Aufgabe
Können Sie im Text über die Leipziger Bassmusik-Szene den Abschnitt von „Drei lokale Größen“ bis „bekanntesten Namen sind.“ so ändern, dass „Unterhaltungen“ durch „Gesprächen“ ersetzt ist, und ihn dann wiedergeben?
:: Auszug
Drei lokale Größen sprechen in drei Unterhaltungen über die Subbass-Szene Leipzigs. Heute geht es darum, wie alles begann, von wo sich die tieffrequente Bassmusik ausbreitete, wie sie nach Leipzig schwappte und wer die Menschen hinter Leipzigs bekanntesten Namen sind.
audite verteilt gleichgroße Tagliatelle-Portionen an jeden. Brotbrechen am Tisch einer der bekanntesten Drum & Bass Crews Leipzigs: Boundless Beatz. Das sind neun DJs und Produzenten, teils von hier, aus Mainz, Köln und der Ukraine. Der Name steht für ein Label, ein Podcast-Format und eine Veranstaltungsreihe. Im Kern sind Boundless Beatz vor allem drei Leipziger/innen: audite und Dubbalot, die live mit turbulenten Rhythmen hantieren und Sophia, welche den Draht zur Öffentlichkeit herstellt. Ende der 90er wurde der Drum & Bass in Deutschland groß. audite verschlug es aus Rheinland-Pfalz nach Leipzig, wo er ab 2005 die Leipziger Szene enterte. 2007 gründete er Boundless Beatz als Radioshow, damals noch allein.
Drum & Bass ist ein Kind der Jungle- und Breakbeat-Kultur, die wiederum ihre Ursprünge im Reggae hat. Jamaikanische Migranten brachten diesen nach London und Bristol. Englische DJs, jamaikanische MCs und Künstler verbanden das DJing und synthetische Bässe mit schwarzafrikanisch-karibischem Reggae. Ein musikalisches Hybrid sondergleichen war geschaffen, das Kontinente verband. Aus London verbreitete es sich über die ganze Welt: Russland, Israel, Japan. Die größten Erfolge werden jedoch nach wie vor in Großbritannien gefeiert, wo auch seit jeher die aktivsten Szenen existieren. Kurz gesagt ist Drum & Bass tieffrequente, elektronische Bassmusik auf stark beschleunigten Funk- und Breakbeats. Der »Amen-Break« ist der wohl bekannteste, eine Art Symbol-Beat und Markenzeichen der Musikkultur. Er markiert gleichzeitig die Schnittstelle zu Funk, Jungle und HipHop.
»Wenn wir damals Jungle aufgelegt haben, haben die Leute gesagt: ›Macht doch mal den Techno aus!‹«.
::::
:: Auszüge Datensätze
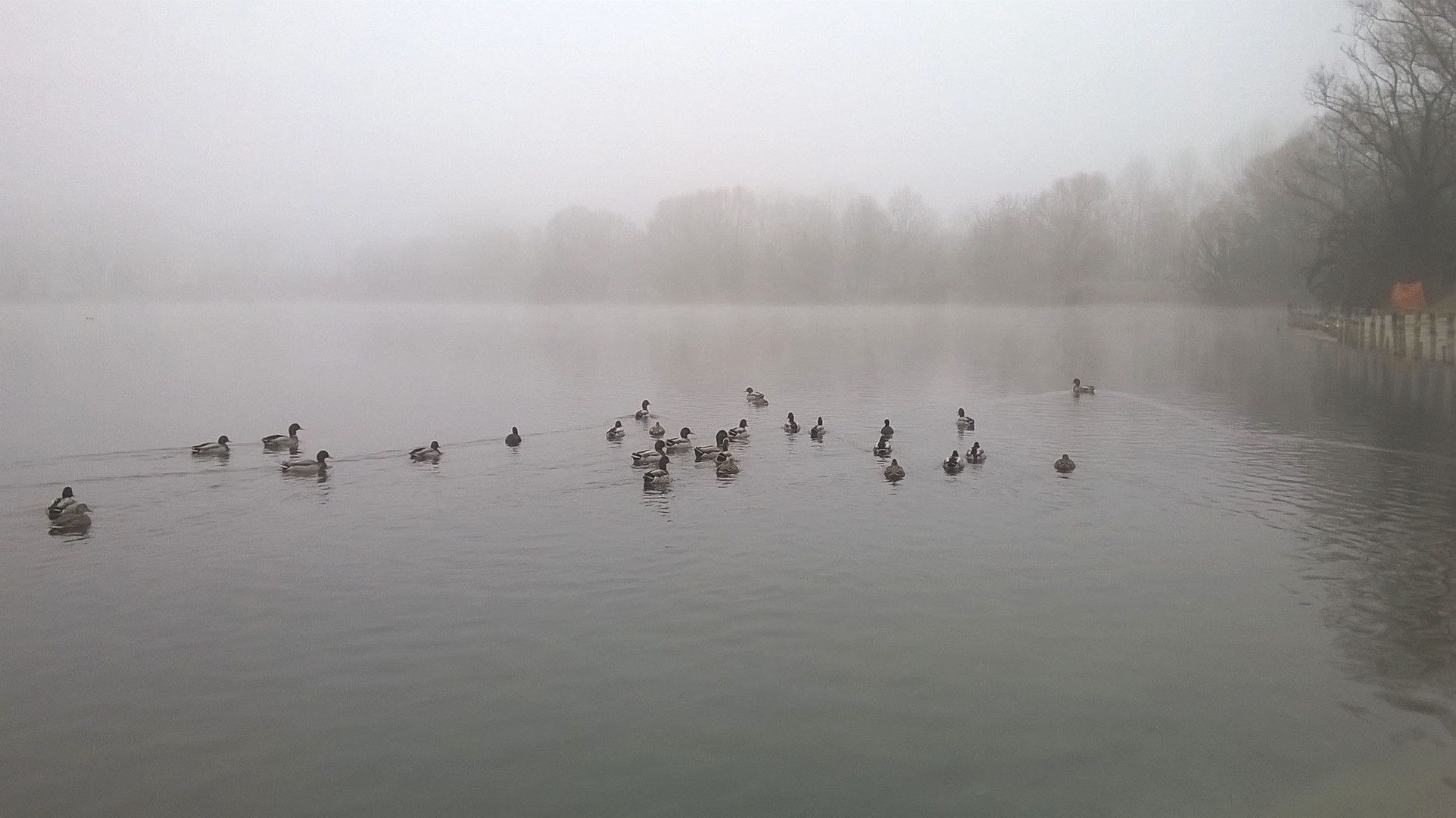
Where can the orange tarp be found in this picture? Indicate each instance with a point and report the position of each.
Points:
(1408, 296)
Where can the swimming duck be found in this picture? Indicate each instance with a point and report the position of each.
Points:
(57, 508)
(307, 466)
(220, 447)
(75, 519)
(705, 453)
(427, 453)
(954, 464)
(657, 476)
(284, 442)
(725, 464)
(681, 442)
(648, 454)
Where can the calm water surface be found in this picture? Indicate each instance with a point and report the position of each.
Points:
(1238, 604)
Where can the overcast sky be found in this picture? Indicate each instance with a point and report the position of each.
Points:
(385, 120)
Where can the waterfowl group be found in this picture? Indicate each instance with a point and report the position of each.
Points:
(427, 453)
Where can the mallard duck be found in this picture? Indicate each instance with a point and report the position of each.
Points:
(58, 507)
(427, 453)
(706, 453)
(307, 466)
(657, 476)
(681, 442)
(647, 456)
(284, 442)
(220, 447)
(954, 464)
(75, 519)
(725, 464)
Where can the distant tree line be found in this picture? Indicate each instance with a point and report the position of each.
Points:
(1361, 198)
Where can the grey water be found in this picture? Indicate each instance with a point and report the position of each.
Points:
(1241, 595)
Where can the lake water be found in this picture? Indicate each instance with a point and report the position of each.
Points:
(1239, 603)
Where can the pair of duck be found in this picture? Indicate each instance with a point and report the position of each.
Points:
(793, 427)
(954, 464)
(67, 516)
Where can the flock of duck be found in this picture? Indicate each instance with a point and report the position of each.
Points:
(69, 516)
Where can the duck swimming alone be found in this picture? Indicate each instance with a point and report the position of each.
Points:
(284, 442)
(954, 464)
(657, 476)
(647, 456)
(61, 504)
(708, 453)
(220, 447)
(681, 442)
(894, 470)
(315, 466)
(427, 453)
(73, 520)
(725, 464)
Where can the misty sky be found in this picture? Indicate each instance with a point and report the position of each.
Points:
(354, 121)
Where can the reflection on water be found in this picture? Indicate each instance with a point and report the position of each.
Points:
(1242, 595)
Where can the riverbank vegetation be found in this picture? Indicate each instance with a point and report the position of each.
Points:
(1361, 197)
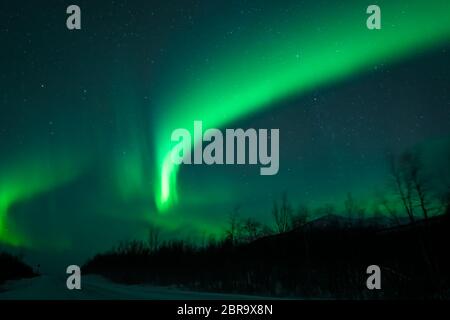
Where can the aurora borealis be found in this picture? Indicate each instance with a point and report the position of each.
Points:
(256, 73)
(86, 116)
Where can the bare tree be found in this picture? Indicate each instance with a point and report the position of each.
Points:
(388, 208)
(301, 217)
(402, 187)
(414, 174)
(234, 226)
(153, 238)
(252, 229)
(282, 214)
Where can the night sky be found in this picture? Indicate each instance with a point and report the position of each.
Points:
(86, 115)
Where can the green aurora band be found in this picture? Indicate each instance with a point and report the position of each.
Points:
(27, 179)
(306, 53)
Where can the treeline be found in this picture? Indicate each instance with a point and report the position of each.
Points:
(309, 253)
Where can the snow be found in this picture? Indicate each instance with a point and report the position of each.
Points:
(95, 287)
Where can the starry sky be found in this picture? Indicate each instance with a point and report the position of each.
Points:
(86, 115)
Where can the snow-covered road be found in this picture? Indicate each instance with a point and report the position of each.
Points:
(96, 287)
::::
Antwort
Drei lokale Größen sprechen in drei Gesprächen über die Subbass-Szene Leipzigs. Heute geht es darum, wie alles begann, von wo sich die tieffrequente Bassmusik ausbreitete, wie sie nach Leipzig schwappte und wer die Menschen hinter Leipzigs bekanntesten Namen sind.